Cultura

I Planet Funk tornano con
il “megafrullato” The Great Shake

di Daniele Sanzone

Si chiama “The Great Shake” (Universal, 2011) il nuovo terremoto musicale che arriva dritto dai Planet Funk. Preannunciato dalla scossa electro-dance di “Another Sunrise” che ha accompagnato la nostra estate. “Siamo – spiegano i PF – un megafrullato: ognuno di noi porta dentro la voglia di fare, senza condizionamenti, con totale onestà”. Nell’album non mancano atmosfere più scure ed inquiete come “All Your Love” che apre il disco e il nuovo singolo: “You Remain”. Un album ricco di sorprese per chi ama il sound di Sergio Della Monica, Gigi Canu, Marco Baroni e Alex Neri. I PF dopo un disco decisamente sperimentale come “Static” (Universal, 2006) ritornano con un album sospeso tra gli anni Ottanta, come sintetizza la bellissima title-track, e il suono del futuro; in cui per la prima volta la ricerca sonora della band sembra privilegiare la melodia alle ritmiche.

===

> Scopo del compito:
Secondo il testo sui Planet Funk, quale brano apre l'album "The Great Shake"? Le voci non hanno alcun ruolo in questo compito.

> Voci del dataset:

===

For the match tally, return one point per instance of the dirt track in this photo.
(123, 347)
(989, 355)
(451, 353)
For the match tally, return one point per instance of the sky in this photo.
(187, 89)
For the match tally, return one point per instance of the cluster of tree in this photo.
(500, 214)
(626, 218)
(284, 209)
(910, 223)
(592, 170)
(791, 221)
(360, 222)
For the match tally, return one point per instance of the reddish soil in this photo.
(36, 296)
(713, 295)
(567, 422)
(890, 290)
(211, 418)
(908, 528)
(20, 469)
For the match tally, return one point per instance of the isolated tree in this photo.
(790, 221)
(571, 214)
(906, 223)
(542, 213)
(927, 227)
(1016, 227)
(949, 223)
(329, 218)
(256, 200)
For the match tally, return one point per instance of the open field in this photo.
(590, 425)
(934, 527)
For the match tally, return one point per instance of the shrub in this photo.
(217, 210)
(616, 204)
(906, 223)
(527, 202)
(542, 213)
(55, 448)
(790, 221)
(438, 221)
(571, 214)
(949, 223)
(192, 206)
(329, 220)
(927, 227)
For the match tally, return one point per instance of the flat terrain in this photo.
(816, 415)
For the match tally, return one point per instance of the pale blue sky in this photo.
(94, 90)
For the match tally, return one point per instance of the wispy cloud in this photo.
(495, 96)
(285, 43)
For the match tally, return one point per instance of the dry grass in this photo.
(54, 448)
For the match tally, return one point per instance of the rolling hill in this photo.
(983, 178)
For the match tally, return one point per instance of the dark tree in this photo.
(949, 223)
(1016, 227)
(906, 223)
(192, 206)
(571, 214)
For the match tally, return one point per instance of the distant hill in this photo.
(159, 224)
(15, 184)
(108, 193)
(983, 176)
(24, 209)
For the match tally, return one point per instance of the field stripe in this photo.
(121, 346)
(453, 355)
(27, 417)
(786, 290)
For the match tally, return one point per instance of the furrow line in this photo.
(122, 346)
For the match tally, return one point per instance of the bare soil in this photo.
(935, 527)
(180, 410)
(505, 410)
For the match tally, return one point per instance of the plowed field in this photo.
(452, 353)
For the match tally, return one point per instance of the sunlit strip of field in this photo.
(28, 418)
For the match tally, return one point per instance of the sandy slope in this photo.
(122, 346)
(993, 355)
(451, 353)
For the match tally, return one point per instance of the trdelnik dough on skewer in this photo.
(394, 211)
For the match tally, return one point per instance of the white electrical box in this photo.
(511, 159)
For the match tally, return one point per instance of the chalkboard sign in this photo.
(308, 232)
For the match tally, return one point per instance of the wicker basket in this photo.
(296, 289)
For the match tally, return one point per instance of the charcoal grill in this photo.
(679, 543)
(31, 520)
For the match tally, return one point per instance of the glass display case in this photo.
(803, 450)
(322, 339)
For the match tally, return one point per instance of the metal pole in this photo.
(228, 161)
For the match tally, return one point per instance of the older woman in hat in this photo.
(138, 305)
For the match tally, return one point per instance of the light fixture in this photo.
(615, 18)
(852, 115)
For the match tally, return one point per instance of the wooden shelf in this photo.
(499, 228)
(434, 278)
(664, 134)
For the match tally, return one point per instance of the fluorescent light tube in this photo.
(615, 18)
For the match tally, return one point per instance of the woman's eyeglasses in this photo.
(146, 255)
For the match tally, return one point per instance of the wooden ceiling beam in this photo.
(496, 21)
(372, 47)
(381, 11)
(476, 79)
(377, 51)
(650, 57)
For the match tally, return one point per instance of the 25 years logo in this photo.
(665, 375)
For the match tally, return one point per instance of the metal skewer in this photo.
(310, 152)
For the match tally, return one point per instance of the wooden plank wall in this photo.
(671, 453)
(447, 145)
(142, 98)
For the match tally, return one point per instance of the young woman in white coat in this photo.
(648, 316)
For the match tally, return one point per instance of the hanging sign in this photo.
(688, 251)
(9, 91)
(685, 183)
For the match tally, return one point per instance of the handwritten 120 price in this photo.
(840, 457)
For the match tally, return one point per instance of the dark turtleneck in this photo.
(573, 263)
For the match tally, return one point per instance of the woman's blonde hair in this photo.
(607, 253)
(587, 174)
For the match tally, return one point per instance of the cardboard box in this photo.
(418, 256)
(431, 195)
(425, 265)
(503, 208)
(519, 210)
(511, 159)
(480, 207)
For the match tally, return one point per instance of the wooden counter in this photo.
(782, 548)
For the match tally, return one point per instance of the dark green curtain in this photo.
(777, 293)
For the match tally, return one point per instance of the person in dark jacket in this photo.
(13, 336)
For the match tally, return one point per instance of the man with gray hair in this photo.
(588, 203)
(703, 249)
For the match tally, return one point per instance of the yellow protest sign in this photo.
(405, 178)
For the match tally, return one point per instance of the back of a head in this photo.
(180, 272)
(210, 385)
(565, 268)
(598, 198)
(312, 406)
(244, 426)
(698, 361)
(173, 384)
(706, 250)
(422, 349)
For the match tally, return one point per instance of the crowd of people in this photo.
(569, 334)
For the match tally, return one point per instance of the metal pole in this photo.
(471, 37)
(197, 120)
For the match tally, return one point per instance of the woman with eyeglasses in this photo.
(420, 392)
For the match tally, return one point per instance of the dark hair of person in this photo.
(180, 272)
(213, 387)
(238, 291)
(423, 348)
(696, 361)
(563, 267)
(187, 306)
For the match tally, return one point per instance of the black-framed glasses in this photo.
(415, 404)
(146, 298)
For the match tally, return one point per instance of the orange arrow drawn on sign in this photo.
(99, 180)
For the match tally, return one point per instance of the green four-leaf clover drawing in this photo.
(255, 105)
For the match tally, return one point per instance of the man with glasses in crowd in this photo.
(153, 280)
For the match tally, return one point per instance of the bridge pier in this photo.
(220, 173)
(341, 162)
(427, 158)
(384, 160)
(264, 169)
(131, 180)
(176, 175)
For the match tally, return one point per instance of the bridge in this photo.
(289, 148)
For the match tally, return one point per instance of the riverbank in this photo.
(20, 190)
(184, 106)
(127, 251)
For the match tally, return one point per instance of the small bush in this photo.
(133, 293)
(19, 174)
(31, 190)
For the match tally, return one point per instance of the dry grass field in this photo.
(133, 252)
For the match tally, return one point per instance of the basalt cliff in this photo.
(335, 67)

===

> Soluzione:
Il disco si apre con "All Your Love".